# [Aim of the exercise]
Gather every line in the entries below that contains the string "with" and reproduce each one in full. Matching is case-sensitive.

# [Items]
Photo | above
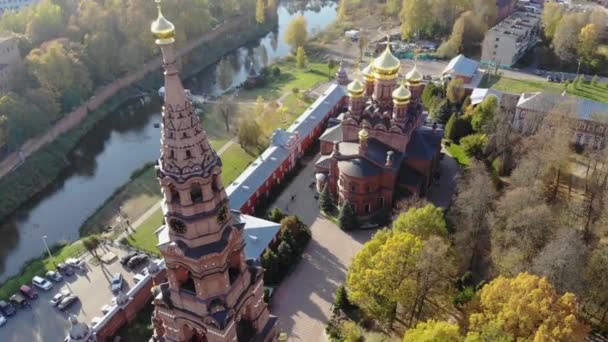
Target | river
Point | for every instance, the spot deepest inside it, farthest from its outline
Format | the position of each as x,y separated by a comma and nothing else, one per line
123,142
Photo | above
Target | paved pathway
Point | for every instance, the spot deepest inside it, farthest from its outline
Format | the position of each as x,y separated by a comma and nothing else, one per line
303,301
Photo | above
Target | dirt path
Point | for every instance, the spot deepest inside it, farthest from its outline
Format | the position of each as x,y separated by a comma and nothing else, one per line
71,120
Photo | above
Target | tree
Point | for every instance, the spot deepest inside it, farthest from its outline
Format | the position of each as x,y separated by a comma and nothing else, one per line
331,65
456,91
566,38
422,222
301,59
415,18
433,331
326,202
248,133
563,261
342,10
91,243
528,308
474,145
227,110
347,220
260,11
588,40
552,14
224,74
341,302
483,114
475,195
596,277
276,215
296,34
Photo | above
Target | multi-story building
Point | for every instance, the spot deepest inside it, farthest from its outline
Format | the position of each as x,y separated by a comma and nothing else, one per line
589,119
10,58
213,293
15,5
380,147
505,43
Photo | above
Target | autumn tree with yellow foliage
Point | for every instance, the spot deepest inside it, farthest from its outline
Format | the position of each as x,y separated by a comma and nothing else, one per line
528,308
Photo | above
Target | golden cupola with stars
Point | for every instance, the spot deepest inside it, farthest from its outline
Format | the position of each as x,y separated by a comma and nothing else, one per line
162,29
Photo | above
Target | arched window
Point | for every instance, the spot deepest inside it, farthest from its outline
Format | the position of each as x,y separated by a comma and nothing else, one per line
174,194
196,194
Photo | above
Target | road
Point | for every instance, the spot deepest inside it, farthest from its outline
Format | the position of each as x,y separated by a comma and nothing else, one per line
303,301
43,322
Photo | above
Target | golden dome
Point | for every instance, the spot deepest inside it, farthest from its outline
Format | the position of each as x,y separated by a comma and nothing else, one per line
402,94
368,71
414,76
355,87
162,29
387,63
363,134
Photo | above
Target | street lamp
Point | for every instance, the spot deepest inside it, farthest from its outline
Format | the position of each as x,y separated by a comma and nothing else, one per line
47,247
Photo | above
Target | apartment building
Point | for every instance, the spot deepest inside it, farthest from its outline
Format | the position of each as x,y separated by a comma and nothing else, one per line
505,43
14,5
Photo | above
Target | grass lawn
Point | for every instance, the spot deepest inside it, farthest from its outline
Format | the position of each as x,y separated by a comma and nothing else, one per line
597,93
458,153
291,77
39,267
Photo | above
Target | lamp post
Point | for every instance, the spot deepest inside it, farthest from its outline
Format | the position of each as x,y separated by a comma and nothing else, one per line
47,248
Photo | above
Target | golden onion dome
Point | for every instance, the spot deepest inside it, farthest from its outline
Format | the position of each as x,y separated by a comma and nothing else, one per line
387,63
363,134
162,29
368,71
355,87
402,94
414,76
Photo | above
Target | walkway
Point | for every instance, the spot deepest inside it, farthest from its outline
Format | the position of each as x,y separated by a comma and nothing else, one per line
303,301
103,94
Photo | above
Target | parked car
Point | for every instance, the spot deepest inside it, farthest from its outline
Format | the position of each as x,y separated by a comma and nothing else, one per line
138,277
29,292
54,276
124,260
137,260
7,308
19,301
117,282
65,269
42,283
67,302
59,296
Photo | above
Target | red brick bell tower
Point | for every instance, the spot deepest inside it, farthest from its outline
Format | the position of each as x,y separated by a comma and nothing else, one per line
212,293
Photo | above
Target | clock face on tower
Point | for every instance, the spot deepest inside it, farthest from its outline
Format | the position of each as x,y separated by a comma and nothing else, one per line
222,215
177,226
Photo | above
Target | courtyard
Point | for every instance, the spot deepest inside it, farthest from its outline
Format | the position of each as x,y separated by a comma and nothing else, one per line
44,322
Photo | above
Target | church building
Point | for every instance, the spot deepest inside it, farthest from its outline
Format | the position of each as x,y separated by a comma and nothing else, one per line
212,293
381,147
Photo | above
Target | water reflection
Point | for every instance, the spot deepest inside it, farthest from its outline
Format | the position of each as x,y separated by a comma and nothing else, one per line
122,143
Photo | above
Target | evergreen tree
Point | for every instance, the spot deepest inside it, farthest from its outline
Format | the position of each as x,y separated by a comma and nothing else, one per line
301,59
347,219
325,200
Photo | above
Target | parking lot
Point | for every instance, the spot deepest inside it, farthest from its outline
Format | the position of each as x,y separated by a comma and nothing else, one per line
44,322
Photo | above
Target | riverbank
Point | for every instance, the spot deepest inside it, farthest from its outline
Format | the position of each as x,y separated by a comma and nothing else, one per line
45,164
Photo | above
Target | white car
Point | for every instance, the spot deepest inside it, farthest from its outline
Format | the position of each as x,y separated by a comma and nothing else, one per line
59,296
42,283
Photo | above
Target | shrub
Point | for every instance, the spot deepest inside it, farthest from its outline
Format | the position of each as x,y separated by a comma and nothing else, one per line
474,145
347,219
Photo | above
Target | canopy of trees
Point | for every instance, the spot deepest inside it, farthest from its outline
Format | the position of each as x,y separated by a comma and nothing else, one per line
72,47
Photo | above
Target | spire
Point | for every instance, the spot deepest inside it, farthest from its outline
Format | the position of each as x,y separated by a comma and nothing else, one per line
185,150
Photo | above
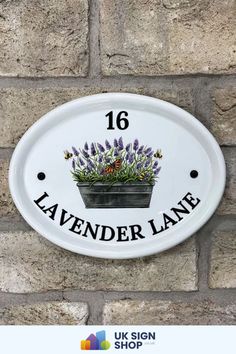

# [Exercise answer]
Target | autumn tree with yellow foliage
Target | golden cupola with stars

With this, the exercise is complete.